[BEGIN Stored data]
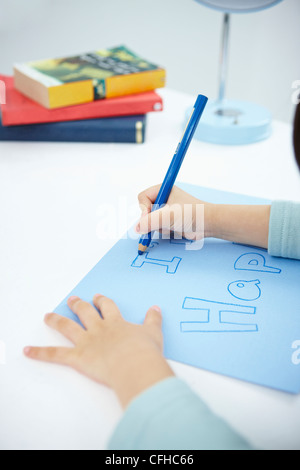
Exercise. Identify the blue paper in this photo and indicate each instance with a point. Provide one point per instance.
(227, 308)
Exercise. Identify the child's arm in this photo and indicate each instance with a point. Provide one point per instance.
(241, 224)
(161, 411)
(275, 227)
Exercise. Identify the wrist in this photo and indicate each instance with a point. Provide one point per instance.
(210, 220)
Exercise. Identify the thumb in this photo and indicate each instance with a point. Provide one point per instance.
[END Stored data]
◆ **Stated problem**:
Turn all of the material above into a numbered list with one line per entry. Leave out blank lines and the pictures.

◆ **Result of the task**:
1. Exercise. Identify the blue paper in this photo and indicate each instance with a point. Provide one point per instance.
2. (227, 308)
3. Exercise. Identify the child's arm in this photo and indicate each instance with a point. Provide one point per instance.
4. (241, 224)
5. (161, 411)
6. (275, 227)
7. Exercise. Identify the wrist in this photo and indicate each instance with a point. Provide one point per instance.
8. (210, 220)
9. Exercise. Identify the thumb in this photo and indicate each instance with a point. Provide one point per instance.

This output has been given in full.